>> Start Material provided
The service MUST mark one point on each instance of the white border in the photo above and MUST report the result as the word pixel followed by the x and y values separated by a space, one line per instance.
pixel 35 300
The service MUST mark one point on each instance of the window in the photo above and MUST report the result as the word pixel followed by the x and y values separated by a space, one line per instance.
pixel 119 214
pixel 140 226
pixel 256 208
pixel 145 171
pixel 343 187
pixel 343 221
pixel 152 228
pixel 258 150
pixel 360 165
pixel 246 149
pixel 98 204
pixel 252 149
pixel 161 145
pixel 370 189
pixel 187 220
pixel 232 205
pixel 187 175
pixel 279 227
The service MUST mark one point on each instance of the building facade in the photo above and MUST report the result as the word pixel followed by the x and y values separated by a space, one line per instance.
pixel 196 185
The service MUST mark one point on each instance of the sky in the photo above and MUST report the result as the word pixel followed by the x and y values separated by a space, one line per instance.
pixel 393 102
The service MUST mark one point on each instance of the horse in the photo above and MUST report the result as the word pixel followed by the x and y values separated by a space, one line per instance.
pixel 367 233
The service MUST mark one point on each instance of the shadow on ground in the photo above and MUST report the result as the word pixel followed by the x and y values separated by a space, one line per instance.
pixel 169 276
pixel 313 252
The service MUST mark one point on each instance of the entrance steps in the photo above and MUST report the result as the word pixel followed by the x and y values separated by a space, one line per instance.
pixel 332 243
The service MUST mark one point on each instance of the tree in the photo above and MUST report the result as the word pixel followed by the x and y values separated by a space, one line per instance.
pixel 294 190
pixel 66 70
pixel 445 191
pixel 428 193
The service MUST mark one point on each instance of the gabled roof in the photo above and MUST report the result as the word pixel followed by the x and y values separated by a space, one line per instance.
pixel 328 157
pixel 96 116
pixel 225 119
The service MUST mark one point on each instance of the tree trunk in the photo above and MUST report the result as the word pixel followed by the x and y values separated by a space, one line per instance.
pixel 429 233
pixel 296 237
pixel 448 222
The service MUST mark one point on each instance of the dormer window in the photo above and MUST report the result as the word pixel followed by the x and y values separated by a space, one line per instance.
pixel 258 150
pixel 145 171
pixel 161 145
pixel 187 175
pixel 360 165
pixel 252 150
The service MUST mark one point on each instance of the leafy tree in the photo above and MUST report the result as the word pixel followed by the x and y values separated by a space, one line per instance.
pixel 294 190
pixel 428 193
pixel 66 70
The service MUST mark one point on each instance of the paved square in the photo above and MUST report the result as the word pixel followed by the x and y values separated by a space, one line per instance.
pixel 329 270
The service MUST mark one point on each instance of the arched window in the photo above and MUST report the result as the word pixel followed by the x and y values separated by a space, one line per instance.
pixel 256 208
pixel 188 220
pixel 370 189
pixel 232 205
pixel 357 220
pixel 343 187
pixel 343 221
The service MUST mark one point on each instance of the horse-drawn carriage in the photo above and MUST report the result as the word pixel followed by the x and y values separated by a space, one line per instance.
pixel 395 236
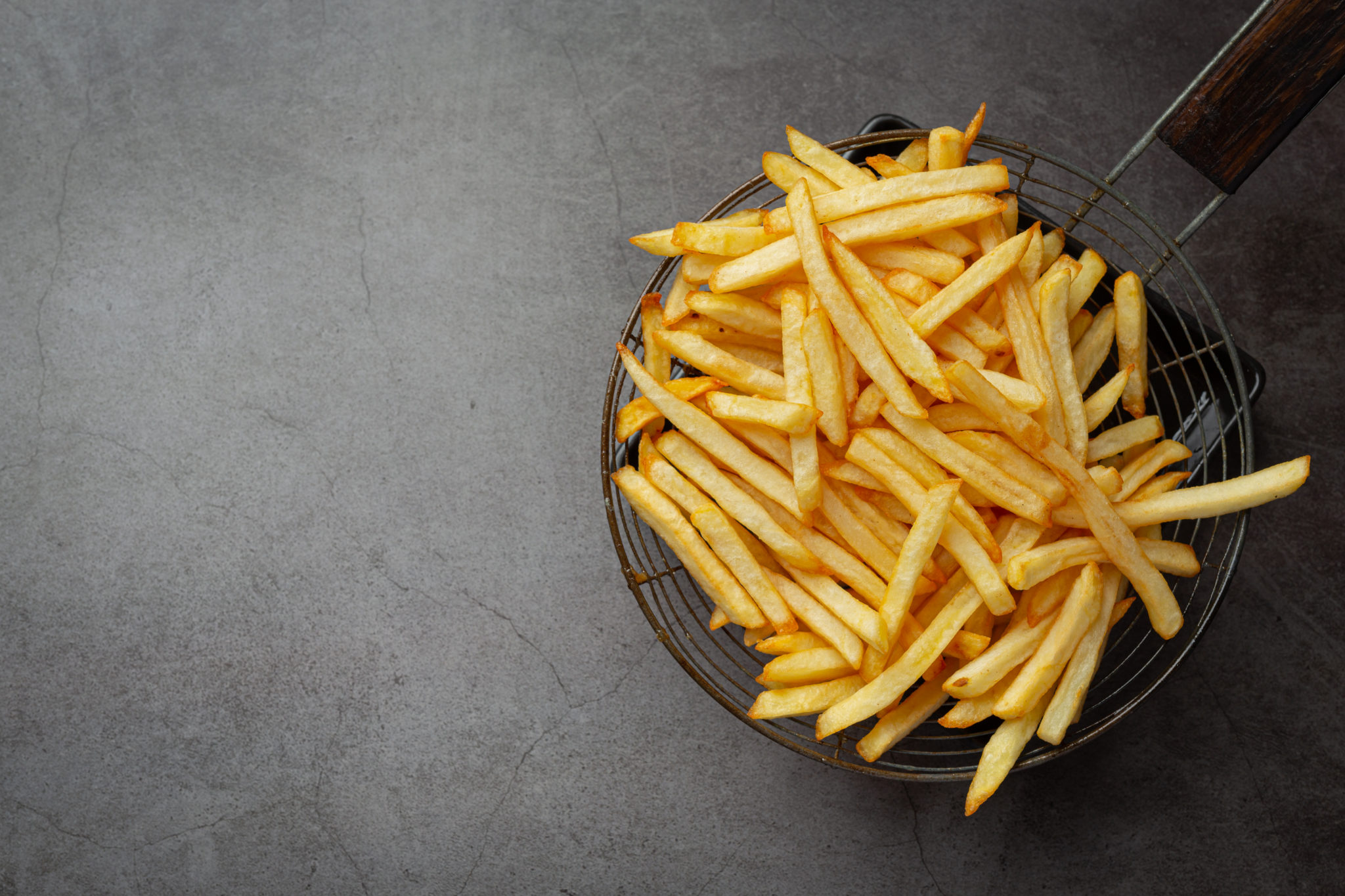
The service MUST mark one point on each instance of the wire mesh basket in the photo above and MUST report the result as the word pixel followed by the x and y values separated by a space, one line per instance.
pixel 1199 387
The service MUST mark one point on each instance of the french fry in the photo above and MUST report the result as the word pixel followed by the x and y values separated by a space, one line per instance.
pixel 1001 753
pixel 1103 400
pixel 1133 340
pixel 803 700
pixel 1118 438
pixel 716 362
pixel 689 458
pixel 825 371
pixel 1048 662
pixel 1055 332
pixel 1093 347
pixel 911 354
pixel 926 261
pixel 783 171
pixel 830 164
pixel 787 417
pixel 718 534
pixel 798 389
pixel 883 224
pixel 1107 527
pixel 906 717
pixel 734 309
pixel 662 515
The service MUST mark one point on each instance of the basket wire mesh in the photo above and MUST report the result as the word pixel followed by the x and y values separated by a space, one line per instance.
pixel 1197 387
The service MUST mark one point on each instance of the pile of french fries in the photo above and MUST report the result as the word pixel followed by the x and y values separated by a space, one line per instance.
pixel 888 473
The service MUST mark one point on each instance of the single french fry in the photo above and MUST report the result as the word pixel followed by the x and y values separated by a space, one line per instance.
pixel 1094 345
pixel 1074 684
pixel 906 717
pixel 1001 753
pixel 793 643
pixel 1102 402
pixel 1048 662
pixel 803 700
pixel 689 458
pixel 1055 332
pixel 827 379
pixel 830 164
pixel 1109 528
pixel 926 261
pixel 662 515
pixel 845 317
pixel 734 309
pixel 787 417
pixel 1143 467
pixel 1133 339
pixel 1118 438
pixel 879 226
pixel 975 280
pixel 910 351
pixel 783 171
pixel 975 471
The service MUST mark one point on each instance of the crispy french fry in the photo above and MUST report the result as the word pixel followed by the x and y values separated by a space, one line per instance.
pixel 783 171
pixel 1133 340
pixel 1001 753
pixel 787 417
pixel 803 700
pixel 879 226
pixel 1118 438
pixel 1109 528
pixel 1055 331
pixel 827 381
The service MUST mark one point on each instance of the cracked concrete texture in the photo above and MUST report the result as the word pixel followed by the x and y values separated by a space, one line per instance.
pixel 307 310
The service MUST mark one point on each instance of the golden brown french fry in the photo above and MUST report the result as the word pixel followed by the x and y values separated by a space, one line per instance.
pixel 879 226
pixel 830 164
pixel 1093 347
pixel 1118 438
pixel 1048 662
pixel 1074 684
pixel 806 668
pixel 783 171
pixel 794 643
pixel 718 534
pixel 925 261
pixel 1133 340
pixel 798 389
pixel 910 351
pixel 1001 753
pixel 1055 332
pixel 1101 403
pixel 734 309
pixel 827 381
pixel 959 543
pixel 906 717
pixel 1143 467
pixel 1109 528
pixel 944 148
pixel 845 317
pixel 985 476
pixel 741 507
pixel 820 620
pixel 787 417
pixel 803 700
pixel 716 362
pixel 662 515
pixel 981 276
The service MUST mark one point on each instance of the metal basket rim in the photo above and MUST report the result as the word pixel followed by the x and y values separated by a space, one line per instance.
pixel 1234 551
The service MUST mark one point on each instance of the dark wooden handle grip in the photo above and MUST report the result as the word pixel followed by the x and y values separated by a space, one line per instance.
pixel 1264 88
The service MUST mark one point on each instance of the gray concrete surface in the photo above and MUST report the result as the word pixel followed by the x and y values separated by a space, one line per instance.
pixel 307 310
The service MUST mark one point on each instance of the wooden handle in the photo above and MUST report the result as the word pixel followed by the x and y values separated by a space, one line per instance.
pixel 1264 88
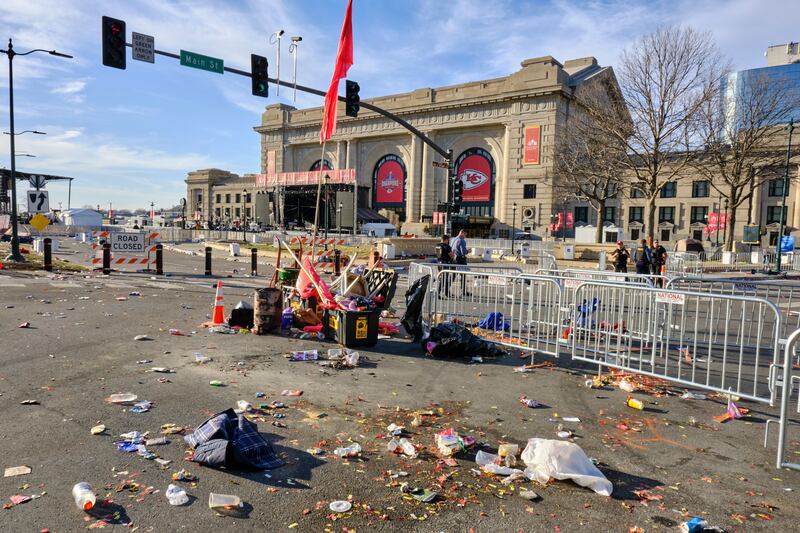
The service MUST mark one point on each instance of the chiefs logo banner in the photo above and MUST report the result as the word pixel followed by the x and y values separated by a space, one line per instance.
pixel 389 182
pixel 531 151
pixel 475 169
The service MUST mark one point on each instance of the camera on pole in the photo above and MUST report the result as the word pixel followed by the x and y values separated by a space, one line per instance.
pixel 259 67
pixel 352 99
pixel 114 43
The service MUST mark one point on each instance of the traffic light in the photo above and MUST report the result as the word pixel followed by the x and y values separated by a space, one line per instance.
pixel 259 67
pixel 114 43
pixel 352 98
pixel 458 191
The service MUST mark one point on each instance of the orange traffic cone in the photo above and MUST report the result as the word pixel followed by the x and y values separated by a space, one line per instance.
pixel 218 318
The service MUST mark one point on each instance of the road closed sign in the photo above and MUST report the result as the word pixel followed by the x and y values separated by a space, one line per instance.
pixel 127 243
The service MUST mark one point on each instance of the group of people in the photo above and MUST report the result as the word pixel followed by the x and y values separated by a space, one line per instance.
pixel 648 259
pixel 447 254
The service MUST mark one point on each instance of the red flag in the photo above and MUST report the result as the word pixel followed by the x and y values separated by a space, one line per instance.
pixel 344 59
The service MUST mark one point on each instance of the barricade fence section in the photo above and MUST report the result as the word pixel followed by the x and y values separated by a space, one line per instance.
pixel 785 294
pixel 511 309
pixel 716 342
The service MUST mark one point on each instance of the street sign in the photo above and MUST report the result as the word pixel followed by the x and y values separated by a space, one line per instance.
pixel 211 64
pixel 38 202
pixel 143 47
pixel 127 243
pixel 39 221
pixel 37 181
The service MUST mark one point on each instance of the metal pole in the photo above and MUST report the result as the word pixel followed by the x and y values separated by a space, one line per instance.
pixel 15 255
pixel 513 225
pixel 783 202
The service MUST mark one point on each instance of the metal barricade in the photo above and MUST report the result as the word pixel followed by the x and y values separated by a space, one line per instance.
pixel 530 307
pixel 783 293
pixel 716 342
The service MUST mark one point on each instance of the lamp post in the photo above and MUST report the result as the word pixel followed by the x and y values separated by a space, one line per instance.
pixel 10 53
pixel 513 225
pixel 783 202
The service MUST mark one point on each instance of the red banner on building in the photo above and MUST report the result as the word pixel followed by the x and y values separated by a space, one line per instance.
pixel 531 150
pixel 475 169
pixel 389 182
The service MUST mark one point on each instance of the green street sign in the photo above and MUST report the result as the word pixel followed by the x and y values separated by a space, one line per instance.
pixel 211 64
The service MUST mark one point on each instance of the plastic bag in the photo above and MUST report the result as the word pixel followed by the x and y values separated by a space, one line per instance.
pixel 556 459
pixel 449 339
pixel 415 297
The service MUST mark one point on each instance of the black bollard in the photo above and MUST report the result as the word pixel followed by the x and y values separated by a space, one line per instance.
pixel 48 254
pixel 159 260
pixel 106 258
pixel 208 260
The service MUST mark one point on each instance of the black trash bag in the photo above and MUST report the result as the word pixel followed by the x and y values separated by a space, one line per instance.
pixel 412 319
pixel 453 340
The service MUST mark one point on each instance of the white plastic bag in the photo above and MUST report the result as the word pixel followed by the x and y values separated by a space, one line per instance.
pixel 557 459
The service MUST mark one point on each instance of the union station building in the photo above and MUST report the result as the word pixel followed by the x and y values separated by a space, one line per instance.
pixel 502 133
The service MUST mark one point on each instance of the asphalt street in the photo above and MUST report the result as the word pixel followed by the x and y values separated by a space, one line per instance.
pixel 667 463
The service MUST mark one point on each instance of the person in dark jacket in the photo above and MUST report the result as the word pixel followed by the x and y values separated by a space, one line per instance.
pixel 642 258
pixel 658 255
pixel 444 254
pixel 620 256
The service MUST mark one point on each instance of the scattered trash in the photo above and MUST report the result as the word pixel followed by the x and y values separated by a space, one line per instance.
pixel 17 471
pixel 83 494
pixel 635 403
pixel 176 495
pixel 556 459
pixel 350 451
pixel 528 402
pixel 227 438
pixel 223 501
pixel 340 506
pixel 695 525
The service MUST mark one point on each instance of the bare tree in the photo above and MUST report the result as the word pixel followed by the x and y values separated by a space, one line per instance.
pixel 664 82
pixel 744 133
pixel 589 167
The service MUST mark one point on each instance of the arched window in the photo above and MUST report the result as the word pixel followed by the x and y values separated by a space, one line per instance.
pixel 476 170
pixel 318 165
pixel 389 182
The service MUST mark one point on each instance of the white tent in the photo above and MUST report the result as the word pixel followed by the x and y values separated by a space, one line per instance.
pixel 82 217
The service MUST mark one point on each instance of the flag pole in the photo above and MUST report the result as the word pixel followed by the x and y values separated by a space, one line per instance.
pixel 319 192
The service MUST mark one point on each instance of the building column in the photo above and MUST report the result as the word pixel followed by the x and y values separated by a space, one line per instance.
pixel 501 187
pixel 428 184
pixel 412 187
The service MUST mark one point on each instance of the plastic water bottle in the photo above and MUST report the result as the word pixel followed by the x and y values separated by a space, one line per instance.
pixel 84 495
pixel 176 495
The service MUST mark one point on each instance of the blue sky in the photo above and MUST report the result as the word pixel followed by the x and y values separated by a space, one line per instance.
pixel 129 137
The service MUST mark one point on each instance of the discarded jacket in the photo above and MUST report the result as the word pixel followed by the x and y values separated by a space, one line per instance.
pixel 450 340
pixel 228 439
pixel 415 296
pixel 495 322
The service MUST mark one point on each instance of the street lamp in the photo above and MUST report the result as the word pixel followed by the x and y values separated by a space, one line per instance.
pixel 10 53
pixel 513 225
pixel 783 202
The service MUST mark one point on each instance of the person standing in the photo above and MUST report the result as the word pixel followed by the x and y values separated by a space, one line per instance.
pixel 460 251
pixel 444 254
pixel 658 255
pixel 642 258
pixel 620 256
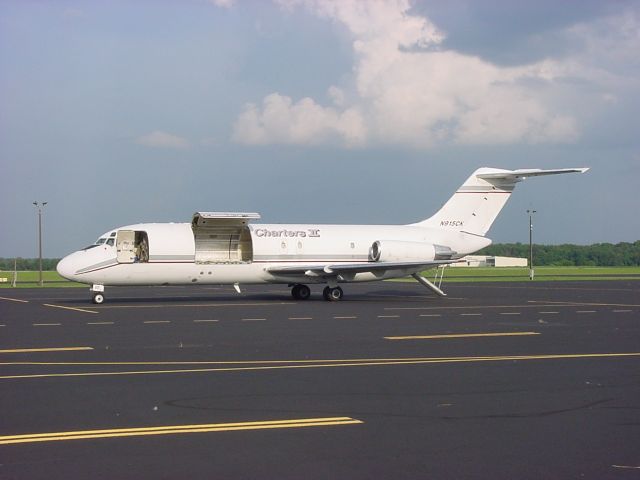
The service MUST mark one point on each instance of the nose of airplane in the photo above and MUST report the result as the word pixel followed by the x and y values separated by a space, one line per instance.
pixel 66 267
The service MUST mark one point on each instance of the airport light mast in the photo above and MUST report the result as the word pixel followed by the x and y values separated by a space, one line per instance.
pixel 40 206
pixel 531 273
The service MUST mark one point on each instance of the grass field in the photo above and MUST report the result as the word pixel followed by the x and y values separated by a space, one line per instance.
pixel 513 274
pixel 451 274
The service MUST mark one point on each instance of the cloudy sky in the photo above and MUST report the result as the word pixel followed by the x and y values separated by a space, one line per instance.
pixel 315 111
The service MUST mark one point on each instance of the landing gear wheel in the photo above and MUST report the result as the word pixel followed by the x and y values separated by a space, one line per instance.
pixel 332 294
pixel 300 292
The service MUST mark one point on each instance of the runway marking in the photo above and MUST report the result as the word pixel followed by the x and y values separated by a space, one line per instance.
pixel 198 305
pixel 31 350
pixel 544 304
pixel 299 364
pixel 70 308
pixel 176 429
pixel 462 335
pixel 14 299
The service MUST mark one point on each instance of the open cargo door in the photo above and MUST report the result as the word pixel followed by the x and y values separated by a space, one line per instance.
pixel 223 237
pixel 125 246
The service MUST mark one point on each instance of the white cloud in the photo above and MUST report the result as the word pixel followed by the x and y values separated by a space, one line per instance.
pixel 279 120
pixel 407 89
pixel 160 139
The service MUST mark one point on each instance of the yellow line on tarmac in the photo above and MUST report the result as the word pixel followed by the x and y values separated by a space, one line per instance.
pixel 70 308
pixel 342 363
pixel 189 305
pixel 175 429
pixel 31 350
pixel 462 335
pixel 14 299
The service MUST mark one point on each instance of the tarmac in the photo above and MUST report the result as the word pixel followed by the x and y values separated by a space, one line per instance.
pixel 497 380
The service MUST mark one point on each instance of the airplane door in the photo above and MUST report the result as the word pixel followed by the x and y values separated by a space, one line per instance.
pixel 125 246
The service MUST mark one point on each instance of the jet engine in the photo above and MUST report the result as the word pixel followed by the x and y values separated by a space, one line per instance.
pixel 401 251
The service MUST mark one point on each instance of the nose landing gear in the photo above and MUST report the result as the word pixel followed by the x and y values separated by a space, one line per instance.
pixel 332 294
pixel 300 292
pixel 97 293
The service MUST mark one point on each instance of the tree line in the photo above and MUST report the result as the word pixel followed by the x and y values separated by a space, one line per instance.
pixel 622 254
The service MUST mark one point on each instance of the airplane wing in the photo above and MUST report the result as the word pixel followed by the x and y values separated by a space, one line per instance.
pixel 340 268
pixel 521 174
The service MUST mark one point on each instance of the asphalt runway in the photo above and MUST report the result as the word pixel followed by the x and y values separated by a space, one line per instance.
pixel 498 380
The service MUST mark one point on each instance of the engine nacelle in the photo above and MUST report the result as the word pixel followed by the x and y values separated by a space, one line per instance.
pixel 399 251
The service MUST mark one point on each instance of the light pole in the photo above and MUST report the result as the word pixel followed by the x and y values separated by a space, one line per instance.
pixel 40 206
pixel 531 212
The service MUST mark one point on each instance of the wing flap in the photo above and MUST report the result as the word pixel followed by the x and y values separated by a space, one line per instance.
pixel 528 172
pixel 337 269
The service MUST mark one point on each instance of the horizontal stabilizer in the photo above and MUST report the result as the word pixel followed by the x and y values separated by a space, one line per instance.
pixel 476 204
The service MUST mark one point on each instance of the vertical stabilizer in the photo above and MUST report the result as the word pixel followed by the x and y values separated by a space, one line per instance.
pixel 476 204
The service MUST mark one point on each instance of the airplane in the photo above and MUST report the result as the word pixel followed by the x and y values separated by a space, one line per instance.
pixel 227 248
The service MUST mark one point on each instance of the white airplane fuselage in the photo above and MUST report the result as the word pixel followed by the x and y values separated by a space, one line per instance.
>> End Material provided
_Brief:_ Reproduce everything from the start of the items down to the line containing "pixel 35 300", changing "white border" to "black border" and leaving all else as it stands. Give only those lines.

_Result below:_
The service MUST mark one point on each instance of the black border in the photo above and MUST report the result as the word pixel followed by the x and y values separated by a space, one line per instance.
pixel 35 300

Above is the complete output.